ABOUT THIS TASK.
Leave every picture out, and retype all the remaining records exactly.
================================
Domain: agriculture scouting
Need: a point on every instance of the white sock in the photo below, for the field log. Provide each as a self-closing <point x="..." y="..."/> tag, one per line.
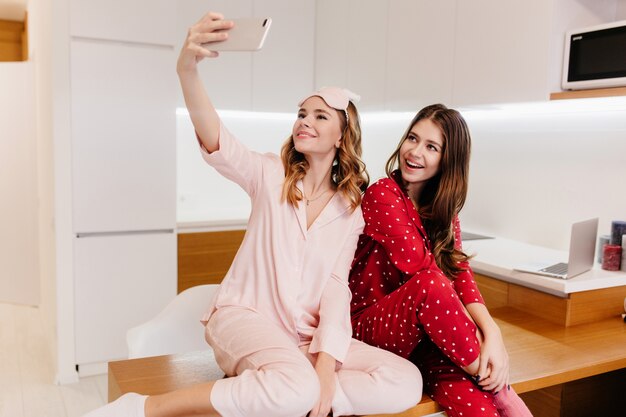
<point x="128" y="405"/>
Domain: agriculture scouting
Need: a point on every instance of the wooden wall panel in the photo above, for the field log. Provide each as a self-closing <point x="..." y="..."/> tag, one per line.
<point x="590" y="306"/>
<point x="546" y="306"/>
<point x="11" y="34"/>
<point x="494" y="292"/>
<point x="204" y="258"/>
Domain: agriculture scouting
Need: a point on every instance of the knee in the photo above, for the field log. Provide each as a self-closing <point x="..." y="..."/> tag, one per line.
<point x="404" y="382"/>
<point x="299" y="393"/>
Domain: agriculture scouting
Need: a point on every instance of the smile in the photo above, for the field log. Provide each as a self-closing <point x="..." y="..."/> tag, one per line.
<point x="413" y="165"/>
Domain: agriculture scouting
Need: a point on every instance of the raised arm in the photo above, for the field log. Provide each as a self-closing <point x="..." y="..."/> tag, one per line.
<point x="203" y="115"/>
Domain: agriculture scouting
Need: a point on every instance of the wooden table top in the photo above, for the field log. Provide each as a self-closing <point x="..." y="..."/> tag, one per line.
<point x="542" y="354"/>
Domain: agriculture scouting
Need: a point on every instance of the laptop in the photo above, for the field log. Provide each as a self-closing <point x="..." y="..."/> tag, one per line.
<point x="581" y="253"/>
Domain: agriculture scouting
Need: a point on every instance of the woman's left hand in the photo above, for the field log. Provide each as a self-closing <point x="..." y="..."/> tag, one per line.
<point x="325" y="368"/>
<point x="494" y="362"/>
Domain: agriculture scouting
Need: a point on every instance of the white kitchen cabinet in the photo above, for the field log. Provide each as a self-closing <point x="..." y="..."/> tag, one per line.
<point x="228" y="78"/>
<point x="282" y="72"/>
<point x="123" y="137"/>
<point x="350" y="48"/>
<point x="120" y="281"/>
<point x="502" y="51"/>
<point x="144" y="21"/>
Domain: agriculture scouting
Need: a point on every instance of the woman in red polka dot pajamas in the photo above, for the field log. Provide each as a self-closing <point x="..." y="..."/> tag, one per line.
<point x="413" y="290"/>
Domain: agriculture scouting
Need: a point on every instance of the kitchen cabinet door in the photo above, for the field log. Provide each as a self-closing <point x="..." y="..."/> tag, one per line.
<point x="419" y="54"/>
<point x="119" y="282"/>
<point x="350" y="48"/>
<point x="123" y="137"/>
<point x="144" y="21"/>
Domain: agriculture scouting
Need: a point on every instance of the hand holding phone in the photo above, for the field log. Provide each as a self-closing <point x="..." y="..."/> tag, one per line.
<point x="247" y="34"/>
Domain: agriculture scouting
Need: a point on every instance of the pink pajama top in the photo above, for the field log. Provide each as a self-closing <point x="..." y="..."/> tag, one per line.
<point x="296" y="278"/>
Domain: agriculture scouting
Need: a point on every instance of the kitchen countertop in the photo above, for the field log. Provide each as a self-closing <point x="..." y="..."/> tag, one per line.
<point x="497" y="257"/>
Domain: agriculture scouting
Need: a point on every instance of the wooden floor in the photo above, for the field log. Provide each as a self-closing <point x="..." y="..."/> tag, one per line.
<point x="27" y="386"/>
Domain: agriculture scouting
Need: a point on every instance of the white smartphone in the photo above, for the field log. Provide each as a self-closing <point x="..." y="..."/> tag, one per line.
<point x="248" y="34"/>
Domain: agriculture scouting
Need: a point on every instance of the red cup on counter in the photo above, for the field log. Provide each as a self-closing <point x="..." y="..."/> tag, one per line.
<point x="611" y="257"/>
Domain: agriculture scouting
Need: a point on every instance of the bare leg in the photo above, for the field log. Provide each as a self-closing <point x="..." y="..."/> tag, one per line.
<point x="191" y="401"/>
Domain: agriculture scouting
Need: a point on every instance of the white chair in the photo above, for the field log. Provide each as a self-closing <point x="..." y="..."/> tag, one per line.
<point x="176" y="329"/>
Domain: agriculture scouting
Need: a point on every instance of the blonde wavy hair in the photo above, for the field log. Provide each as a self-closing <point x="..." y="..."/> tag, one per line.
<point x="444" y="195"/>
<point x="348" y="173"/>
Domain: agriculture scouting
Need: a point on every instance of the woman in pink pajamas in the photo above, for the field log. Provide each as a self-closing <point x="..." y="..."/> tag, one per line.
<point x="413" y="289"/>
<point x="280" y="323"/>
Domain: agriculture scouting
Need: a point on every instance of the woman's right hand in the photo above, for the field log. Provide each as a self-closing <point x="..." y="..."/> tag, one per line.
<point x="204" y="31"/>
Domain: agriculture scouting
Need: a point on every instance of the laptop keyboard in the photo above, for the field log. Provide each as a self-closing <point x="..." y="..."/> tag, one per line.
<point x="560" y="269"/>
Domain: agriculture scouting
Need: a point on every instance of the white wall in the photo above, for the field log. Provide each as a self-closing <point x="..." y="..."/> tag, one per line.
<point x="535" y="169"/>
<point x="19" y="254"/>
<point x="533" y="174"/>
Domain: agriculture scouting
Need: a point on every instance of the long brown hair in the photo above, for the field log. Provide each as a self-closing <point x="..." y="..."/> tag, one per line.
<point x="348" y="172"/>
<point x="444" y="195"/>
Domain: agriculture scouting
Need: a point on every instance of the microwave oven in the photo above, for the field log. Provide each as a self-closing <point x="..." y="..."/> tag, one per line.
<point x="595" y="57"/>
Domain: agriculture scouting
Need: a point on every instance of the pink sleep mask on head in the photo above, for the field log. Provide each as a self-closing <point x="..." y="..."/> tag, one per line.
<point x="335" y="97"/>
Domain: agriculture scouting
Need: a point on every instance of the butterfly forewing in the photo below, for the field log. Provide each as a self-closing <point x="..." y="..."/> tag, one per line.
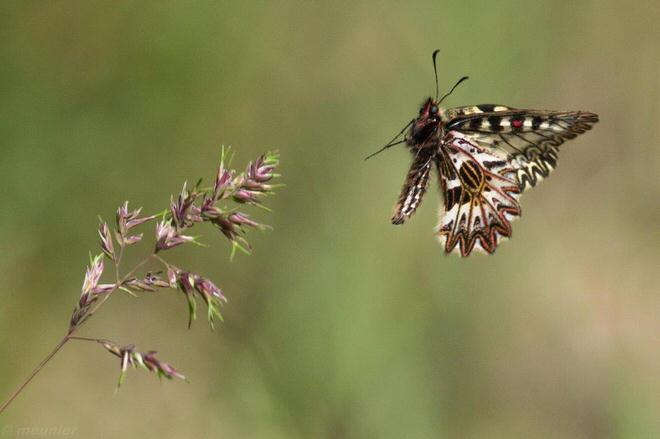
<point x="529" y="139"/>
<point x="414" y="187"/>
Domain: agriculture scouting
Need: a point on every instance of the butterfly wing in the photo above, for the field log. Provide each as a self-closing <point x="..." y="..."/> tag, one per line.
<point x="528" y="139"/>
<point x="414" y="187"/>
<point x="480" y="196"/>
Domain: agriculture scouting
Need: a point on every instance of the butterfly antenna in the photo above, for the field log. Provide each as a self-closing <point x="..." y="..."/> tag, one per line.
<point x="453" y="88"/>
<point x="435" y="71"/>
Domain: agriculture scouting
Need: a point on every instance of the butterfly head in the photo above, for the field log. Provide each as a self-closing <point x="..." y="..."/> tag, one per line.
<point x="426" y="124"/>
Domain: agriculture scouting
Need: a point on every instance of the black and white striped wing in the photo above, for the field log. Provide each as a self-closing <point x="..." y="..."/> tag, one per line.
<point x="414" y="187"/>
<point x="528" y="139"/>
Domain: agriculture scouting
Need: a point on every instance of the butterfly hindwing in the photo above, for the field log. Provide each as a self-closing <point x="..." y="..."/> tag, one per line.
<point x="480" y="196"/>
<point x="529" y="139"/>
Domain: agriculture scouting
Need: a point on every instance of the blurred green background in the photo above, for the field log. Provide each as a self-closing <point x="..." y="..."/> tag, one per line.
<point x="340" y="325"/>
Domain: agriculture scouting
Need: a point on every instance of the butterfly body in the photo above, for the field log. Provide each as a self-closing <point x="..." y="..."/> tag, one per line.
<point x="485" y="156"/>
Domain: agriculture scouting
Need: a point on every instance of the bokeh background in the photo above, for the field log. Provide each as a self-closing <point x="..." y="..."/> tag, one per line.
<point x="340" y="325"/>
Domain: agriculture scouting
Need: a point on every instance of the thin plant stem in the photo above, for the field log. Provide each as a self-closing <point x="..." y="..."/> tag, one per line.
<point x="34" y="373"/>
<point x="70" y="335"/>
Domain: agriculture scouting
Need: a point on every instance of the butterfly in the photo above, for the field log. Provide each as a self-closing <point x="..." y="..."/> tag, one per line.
================================
RESULT FOR THIS TASK.
Domain: agriculture scouting
Need: a point on every instance of the white sock in the photo below, for the field log. Provide each as a self-closing <point x="..." y="..."/> tag, one per line.
<point x="128" y="405"/>
Domain: agriculture scouting
Need: a point on every instance of the wooden wall panel in the photo above, for the field log. Provide each as a self-closing <point x="..." y="..."/> tag, one per line.
<point x="590" y="306"/>
<point x="546" y="306"/>
<point x="11" y="34"/>
<point x="494" y="292"/>
<point x="204" y="258"/>
Domain: agriculture scouting
Need: a point on every instance of the knee in the photo above, for the field log. Provide each as a self-closing <point x="..." y="..."/> tag, one per line.
<point x="404" y="382"/>
<point x="299" y="393"/>
Domain: agriculture scouting
Need: a point on every instance of the smile in the photo above, for the field log. Provide each as a self-closing <point x="..." y="..."/> tag, one per line.
<point x="413" y="165"/>
Domain: agriculture scouting
Need: a point on every instance of the raised arm in the photo above, for the field log. Provide each as a self-closing <point x="..." y="..."/> tag, one per line.
<point x="203" y="115"/>
Domain: agriculture scouting
Need: a point on every instance of the wooden table top in the photo above, for the field log. Provide each as a self-closing <point x="..." y="..."/> tag, one per line.
<point x="542" y="354"/>
Domain: agriculture scouting
Need: a point on every instance of the laptop in the photo above, for the field log. Provide each as a self-closing <point x="..." y="..."/> tag, one per line.
<point x="581" y="253"/>
Domain: agriculture scouting
Need: a point on every instance of the woman's left hand in the photo above, for the field log. Provide each as a self-closing <point x="..." y="..."/> tag, one per line.
<point x="325" y="368"/>
<point x="494" y="362"/>
Domain: agriculture scouting
Need: a point on every instance of the white kitchen cabinet in the photo above, for the field log. Provide each as a self-closing <point x="..." y="..."/> tag, one per line.
<point x="228" y="78"/>
<point x="282" y="72"/>
<point x="123" y="137"/>
<point x="350" y="48"/>
<point x="120" y="281"/>
<point x="502" y="51"/>
<point x="144" y="21"/>
Domain: agriculture scouting
Need: a point on every instance of the woman in red polka dot pajamas in the photo above, for the field log. Provide each as a self-closing <point x="..." y="..."/> tag, one per line.
<point x="413" y="290"/>
Domain: agriculture scouting
Need: a point on every instance of the kitchen cabinet door in the photo above, for the field log. Provide each as a self-closing <point x="..." y="..."/> tag, one per line.
<point x="419" y="54"/>
<point x="119" y="282"/>
<point x="350" y="48"/>
<point x="123" y="137"/>
<point x="144" y="21"/>
Domain: agriculture scouting
Need: a point on every instance of the hand holding phone in the photo above, for the field log. Provide each as a self-closing <point x="..." y="..."/> tag, one per line.
<point x="247" y="34"/>
Domain: agriculture scouting
Need: a point on every instance of the pink pajama top in the photo above, for the field log. Provide each as a self-closing <point x="..." y="..."/> tag, one per line.
<point x="296" y="278"/>
Domain: agriculture scouting
Need: a point on every instance of the kitchen countertop in the photo above, for the field log. Provide each as a self-closing <point x="..." y="..."/> tag, one per line.
<point x="497" y="257"/>
Domain: agriculture scouting
Need: a point on every instance of the wooden floor in the photo above, for the field log. Provide each as a self-closing <point x="..." y="..."/> tag, one per line.
<point x="27" y="386"/>
Domain: agriculture scouting
Need: a point on every instance of the white smartphone in the photo above, for the field log. Provide each as a self-closing <point x="..." y="..."/> tag, one per line.
<point x="248" y="34"/>
Domain: agriculture scouting
Need: a point on every instance of the red cup on counter in the photo above, for the field log. Provide each as a self-closing <point x="..." y="..."/> tag, one per line.
<point x="611" y="257"/>
Domain: agriculture scouting
Need: a point on every instance of the bare leg in the photo above, for the field log. Provide each as a self-closing <point x="..." y="..."/> tag, one per line.
<point x="191" y="401"/>
Domain: agriculture scouting
Need: a point on every instance of the white chair in the photo above, for the field log. Provide each as a self-closing <point x="..." y="..."/> tag, one per line.
<point x="176" y="329"/>
Domain: agriculture scouting
Need: a point on every instance of the blonde wavy hair in the photo above, for the field log. Provide each as a self-closing <point x="..." y="..."/> tag, one per line.
<point x="444" y="195"/>
<point x="348" y="173"/>
Domain: agriculture scouting
Need: a point on every instance of the woman in pink pajamas in the photo above, for the field log. Provide each as a self-closing <point x="..." y="..."/> tag, one per line.
<point x="413" y="289"/>
<point x="280" y="323"/>
Domain: agriculture scouting
Need: a point on every instance of the woman's right hand in the photo above, for the field log. Provide each as a self-closing <point x="..." y="..."/> tag, one per line.
<point x="204" y="31"/>
Domain: agriculture scouting
Need: a point on every instance of the laptop keyboard in the photo above, for the field log. Provide each as a self-closing <point x="..." y="..."/> tag, one per line.
<point x="560" y="269"/>
Domain: agriculture scouting
Need: a point on every instance of the white wall in the photo above, for the field log. Provide each as a self-closing <point x="..." y="..."/> tag, one per line.
<point x="535" y="169"/>
<point x="19" y="254"/>
<point x="533" y="174"/>
Domain: agriculture scouting
Need: a point on every instance of the long brown hair in the photo above, for the field log. Provide each as a self-closing <point x="..." y="..."/> tag, one per line.
<point x="348" y="172"/>
<point x="444" y="195"/>
Domain: agriculture scouting
Need: a point on every instance of the microwave oven in the photo above, for the field log. Provide each as a self-closing <point x="..." y="..."/> tag, one per line.
<point x="595" y="57"/>
Domain: agriculture scouting
Need: a point on every instance of the pink sleep mask on head in the photo above, for the field log. Provide each as a self-closing <point x="..." y="..."/> tag, one per line.
<point x="335" y="97"/>
Domain: agriculture scouting
Need: a point on every instance of the butterfly forewing in the photo below, for the field log. Provide each as a self-closing <point x="..." y="..."/> tag, one per line.
<point x="529" y="139"/>
<point x="414" y="187"/>
Domain: agriculture scouting
Need: a point on every instance of the butterfly wing in the photo above, for the field log. Provide each as a self-closing <point x="..." y="..."/> tag, one per line.
<point x="528" y="139"/>
<point x="414" y="187"/>
<point x="480" y="196"/>
Domain: agriculture scouting
Need: a point on every instance of the butterfly antenna in the photo above, for the field log. Provide each as a self-closing <point x="..." y="..."/> tag, one per line.
<point x="453" y="88"/>
<point x="435" y="71"/>
Domain: agriculture scouting
Need: a point on every instance of the butterfly head in the photo above, for the field log. Provide each as a self-closing <point x="..." y="..."/> tag, one per line.
<point x="426" y="124"/>
Domain: agriculture scouting
Need: a point on every instance of the black and white striped wing in the photo above, for the field log. Provide each as a self-closing <point x="..." y="..."/> tag, one per line.
<point x="414" y="187"/>
<point x="528" y="139"/>
Domain: agriculture scouting
Need: a point on every instance of the butterfly hindwing in the photo above, for the field log. Provide each as a self-closing <point x="..." y="..."/> tag, one per line.
<point x="480" y="196"/>
<point x="529" y="139"/>
Domain: agriculture scouting
Need: a point on every instance of the blurred green background in the photo above, for the field log. Provide each as a self-closing <point x="..." y="..."/> tag, one per line.
<point x="340" y="325"/>
Domain: agriculture scouting
Need: a point on every instance of the butterfly body in the photo above, for the field log. Provide each as a self-closing <point x="..." y="..."/> tag, one per line.
<point x="485" y="156"/>
Domain: agriculture scouting
Need: a point on every instance of the bokeh background in the photo above, for the field log. Provide each as a self-closing <point x="..." y="..."/> tag, one per line.
<point x="340" y="325"/>
Domain: agriculture scouting
Need: a point on every instance of the thin plant stem in the photo above, for the field log. Provide each as a self-closing <point x="..." y="..."/> tag, one per line.
<point x="34" y="373"/>
<point x="70" y="335"/>
Domain: agriculture scouting
Need: a point on every instance of the butterfly in the photo above, for the field log. Provide each as a self-closing <point x="..." y="..."/> tag, one per line.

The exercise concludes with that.